▸ **TEXT SHOWN**
──────────────────────────────
Crawford said children from lower-income families don’t see their pediatrician or primary care physician as often as children from middle-income families.
Additionally, he said children from lower-income families may not get training or education from their school nurses, respiratory therapists, or pharmacists on how to take their medications.
“We are happy to award opportunities to bring those kids to camp,” Crawford said. “That way, they get to go home and hopefully improve their medication adherence and improve their trigger avoidance.”
Camp Not-a-Wheeze is a nonprofit organization with a camp budget of $75,000, which includes scholarships, transportation, camp rental, and all activities. The cost for campers is $650. All camp staff are volunteers and most have medical backgrounds, including nurses, respiratory therapists, and doctors.
This year the camp added a collaboration with the Maricopa County Air Quality Department, which provided health kits to teach kids about lung anatomy and how lungs operate. The kits are part of the county’s air quality education program, which teaches students about the importance of breathing clean air.
“When we talk about air quality, things like particulates in the air are important because people with asthma are going to have a harder time,” Crawford said. “We all want to breathe clean and healthy air but we live in a state where our air is not healthy, so things like those high-risk things are important for asthmatics to know.”
Campers learn about the three symptoms of an asthma attack: constriction, mucus, and inflammation. They also are taught when to use their bronchodilator, which is called a rescue medication as it provides quick relief that lasts a few hours, and a controller medication, which reduces inflammation and has a longer-lasting effect.
Crawford said their studies have shown that parents of children who attend Camp Not-A-Wheeze save on average about $2,500 a year on direct costs such as hospitalizations, emergency room visits, and doctor appointments.
“Traditionally, kids miss on average three days of school each year,” he said. “That’s an indirect cost of asthma because now parents have to stay home from work. They’re taking PTO or going without pay. If we can give more opportunities to those children it’s a win-win for everyone.”
Additionally, camp leaders hope to help lower asthma’s mortality rate.
──────────────────────────────
▸ **DATA SUPPLIED**
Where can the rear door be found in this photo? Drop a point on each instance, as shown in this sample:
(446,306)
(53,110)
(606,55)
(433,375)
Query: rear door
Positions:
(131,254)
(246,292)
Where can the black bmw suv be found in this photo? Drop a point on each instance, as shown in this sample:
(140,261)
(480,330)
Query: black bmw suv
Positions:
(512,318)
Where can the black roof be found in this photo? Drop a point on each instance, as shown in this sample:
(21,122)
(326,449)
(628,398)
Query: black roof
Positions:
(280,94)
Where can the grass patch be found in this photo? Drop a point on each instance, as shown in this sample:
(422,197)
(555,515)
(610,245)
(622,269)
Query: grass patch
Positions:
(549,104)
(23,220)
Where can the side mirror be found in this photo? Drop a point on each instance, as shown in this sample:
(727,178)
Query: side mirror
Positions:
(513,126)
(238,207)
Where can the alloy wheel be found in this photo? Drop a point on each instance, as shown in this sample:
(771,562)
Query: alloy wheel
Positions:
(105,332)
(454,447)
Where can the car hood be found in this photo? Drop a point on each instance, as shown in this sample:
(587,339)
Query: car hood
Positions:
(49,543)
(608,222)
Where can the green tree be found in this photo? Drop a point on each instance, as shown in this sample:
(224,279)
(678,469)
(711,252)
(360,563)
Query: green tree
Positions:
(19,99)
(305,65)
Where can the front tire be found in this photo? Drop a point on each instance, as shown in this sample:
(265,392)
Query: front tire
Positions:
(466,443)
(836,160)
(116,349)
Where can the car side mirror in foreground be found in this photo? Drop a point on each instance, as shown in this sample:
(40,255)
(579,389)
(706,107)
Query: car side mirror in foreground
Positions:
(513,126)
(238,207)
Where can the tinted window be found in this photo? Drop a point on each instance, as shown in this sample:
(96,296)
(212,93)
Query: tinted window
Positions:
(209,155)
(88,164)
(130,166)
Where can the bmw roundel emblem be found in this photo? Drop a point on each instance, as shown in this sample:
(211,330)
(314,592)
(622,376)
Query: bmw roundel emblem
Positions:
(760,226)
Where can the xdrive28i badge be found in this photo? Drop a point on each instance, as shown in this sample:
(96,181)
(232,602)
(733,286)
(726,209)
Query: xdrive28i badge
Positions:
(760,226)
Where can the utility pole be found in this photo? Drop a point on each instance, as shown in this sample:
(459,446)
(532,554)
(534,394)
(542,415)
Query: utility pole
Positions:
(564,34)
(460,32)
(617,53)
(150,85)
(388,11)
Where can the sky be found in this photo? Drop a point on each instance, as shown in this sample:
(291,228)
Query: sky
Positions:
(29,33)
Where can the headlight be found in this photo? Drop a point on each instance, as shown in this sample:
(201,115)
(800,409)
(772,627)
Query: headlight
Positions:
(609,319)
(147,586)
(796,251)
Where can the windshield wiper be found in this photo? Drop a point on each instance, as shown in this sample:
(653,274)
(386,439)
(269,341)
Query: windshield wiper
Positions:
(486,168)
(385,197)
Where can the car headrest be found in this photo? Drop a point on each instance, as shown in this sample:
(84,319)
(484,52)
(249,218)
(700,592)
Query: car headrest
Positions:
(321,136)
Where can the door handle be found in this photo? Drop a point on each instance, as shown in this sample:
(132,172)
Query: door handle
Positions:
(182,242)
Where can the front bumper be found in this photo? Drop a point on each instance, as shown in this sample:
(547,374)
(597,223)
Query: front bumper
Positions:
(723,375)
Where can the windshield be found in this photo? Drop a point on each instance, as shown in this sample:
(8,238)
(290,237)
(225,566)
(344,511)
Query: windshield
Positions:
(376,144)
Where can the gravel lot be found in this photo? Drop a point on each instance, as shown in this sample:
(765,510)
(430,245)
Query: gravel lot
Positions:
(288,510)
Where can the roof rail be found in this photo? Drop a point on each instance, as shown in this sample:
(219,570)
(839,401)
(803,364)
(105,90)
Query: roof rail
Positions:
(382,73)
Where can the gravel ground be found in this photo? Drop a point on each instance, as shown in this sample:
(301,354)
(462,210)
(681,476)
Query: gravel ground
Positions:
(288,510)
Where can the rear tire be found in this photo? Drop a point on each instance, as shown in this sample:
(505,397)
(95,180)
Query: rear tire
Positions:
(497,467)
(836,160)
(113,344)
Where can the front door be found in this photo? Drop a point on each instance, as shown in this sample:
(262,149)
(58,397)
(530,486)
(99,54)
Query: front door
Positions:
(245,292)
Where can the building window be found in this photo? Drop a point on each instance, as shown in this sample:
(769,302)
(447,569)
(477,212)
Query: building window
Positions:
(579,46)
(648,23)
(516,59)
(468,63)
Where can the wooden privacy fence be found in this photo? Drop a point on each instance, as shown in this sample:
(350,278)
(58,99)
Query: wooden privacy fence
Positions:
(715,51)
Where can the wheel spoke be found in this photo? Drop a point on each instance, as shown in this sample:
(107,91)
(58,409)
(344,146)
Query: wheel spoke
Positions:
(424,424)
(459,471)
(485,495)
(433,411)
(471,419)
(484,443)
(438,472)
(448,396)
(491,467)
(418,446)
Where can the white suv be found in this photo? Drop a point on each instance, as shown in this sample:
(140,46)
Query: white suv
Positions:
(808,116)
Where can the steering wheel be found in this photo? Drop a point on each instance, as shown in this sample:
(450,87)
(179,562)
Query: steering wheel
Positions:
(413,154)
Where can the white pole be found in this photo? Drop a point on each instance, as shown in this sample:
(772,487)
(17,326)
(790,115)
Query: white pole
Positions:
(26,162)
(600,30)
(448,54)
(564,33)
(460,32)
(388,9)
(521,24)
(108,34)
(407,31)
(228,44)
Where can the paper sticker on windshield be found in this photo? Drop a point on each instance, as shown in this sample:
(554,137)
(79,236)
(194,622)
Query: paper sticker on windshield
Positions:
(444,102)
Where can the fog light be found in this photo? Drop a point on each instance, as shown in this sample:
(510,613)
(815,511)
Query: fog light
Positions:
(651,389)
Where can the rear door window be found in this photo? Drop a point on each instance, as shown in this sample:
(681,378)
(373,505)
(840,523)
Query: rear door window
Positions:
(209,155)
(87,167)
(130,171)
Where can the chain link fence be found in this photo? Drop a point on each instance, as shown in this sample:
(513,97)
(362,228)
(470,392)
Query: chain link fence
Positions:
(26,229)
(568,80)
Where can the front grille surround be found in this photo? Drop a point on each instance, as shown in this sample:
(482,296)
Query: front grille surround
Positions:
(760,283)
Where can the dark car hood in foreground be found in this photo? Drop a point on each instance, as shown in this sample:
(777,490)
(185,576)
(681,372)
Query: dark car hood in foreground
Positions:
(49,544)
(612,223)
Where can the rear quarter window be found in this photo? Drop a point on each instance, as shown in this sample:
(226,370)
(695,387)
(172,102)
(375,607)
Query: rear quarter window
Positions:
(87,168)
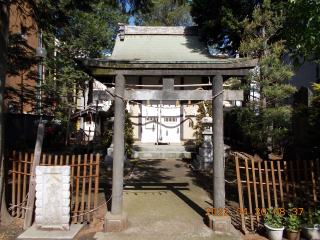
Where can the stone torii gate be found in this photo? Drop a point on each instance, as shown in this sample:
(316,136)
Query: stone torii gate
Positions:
(192,61)
(167,93)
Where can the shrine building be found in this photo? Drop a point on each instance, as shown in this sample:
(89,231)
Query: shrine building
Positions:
(149,56)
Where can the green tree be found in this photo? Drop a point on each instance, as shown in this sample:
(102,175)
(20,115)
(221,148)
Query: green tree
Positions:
(165,13)
(302,33)
(265,119)
(20,60)
(221,21)
(312,113)
(88,35)
(203,109)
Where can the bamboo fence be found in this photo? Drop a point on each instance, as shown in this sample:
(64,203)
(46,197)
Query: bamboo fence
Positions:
(269,183)
(84,183)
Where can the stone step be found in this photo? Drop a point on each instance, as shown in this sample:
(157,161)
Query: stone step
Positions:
(162,154)
(152,148)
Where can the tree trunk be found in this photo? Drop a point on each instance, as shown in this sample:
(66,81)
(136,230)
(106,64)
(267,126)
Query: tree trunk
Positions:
(5,218)
(90,93)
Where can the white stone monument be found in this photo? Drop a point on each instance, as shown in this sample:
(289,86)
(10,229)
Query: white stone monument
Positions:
(52,198)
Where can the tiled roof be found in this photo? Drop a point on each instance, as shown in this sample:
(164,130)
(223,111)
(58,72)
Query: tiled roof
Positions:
(162,45)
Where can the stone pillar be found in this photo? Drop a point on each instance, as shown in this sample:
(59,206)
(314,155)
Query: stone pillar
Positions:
(117,220)
(218,223)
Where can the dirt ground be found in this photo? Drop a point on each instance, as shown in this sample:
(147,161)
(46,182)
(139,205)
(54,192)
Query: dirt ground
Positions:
(203,179)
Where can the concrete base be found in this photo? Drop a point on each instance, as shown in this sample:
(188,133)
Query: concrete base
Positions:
(219,223)
(201,165)
(107,163)
(115,223)
(32,233)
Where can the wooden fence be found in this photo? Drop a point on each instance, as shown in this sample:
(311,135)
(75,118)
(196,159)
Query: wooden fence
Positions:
(263,184)
(84,183)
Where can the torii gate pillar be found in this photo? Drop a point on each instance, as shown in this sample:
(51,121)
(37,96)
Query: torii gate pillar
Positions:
(218,223)
(116,219)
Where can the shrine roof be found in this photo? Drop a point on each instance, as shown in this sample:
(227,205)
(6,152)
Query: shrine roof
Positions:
(137,44)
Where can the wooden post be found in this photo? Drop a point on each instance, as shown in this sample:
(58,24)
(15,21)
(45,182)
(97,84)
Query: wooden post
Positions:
(218,144)
(32,184)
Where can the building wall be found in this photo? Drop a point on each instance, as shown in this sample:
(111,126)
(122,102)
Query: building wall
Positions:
(16,21)
(145,132)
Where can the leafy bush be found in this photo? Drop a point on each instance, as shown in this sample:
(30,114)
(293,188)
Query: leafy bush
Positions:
(292,219)
(273,218)
(311,218)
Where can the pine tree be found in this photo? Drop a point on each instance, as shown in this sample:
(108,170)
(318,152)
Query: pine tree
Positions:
(165,13)
(265,118)
(21,61)
(88,35)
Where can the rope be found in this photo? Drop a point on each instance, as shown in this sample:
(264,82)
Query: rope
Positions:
(134,102)
(232,181)
(217,95)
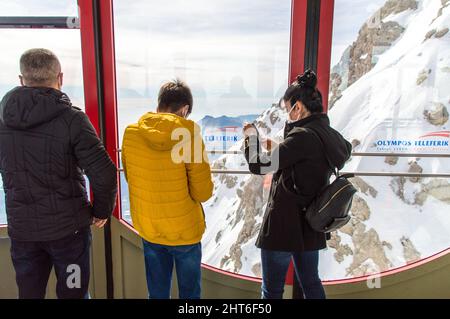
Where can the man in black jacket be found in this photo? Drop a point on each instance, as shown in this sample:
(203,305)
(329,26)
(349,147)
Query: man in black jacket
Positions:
(46,145)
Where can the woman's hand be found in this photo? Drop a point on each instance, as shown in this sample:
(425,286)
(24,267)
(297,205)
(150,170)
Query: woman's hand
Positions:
(249,130)
(269,144)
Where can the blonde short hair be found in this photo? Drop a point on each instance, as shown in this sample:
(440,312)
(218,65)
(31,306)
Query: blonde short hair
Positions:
(39,67)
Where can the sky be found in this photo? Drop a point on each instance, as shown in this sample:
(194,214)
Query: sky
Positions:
(233,53)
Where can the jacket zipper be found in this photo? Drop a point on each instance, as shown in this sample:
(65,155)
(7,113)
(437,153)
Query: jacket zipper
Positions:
(334,196)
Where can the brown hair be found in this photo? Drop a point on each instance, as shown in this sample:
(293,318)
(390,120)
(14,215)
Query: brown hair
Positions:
(173,96)
(39,67)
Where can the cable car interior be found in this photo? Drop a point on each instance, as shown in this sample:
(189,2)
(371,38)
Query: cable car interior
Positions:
(383,68)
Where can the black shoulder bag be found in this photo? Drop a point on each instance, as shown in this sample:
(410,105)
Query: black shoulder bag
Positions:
(329,210)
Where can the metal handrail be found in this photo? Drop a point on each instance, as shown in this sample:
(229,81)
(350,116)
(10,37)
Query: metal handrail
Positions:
(417,155)
(356,174)
(39,22)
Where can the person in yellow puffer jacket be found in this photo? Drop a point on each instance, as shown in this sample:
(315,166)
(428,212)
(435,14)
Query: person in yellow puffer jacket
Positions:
(169,176)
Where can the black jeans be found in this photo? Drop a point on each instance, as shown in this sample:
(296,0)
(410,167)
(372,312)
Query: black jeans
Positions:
──────────────────────────────
▸ **WHAT IS NEEDED**
In the asthma camp article, what is the cost for campers at Camp Not-a-Wheeze?

▸ **OUTPUT OF THE EXERCISE**
The cost for campers is $650.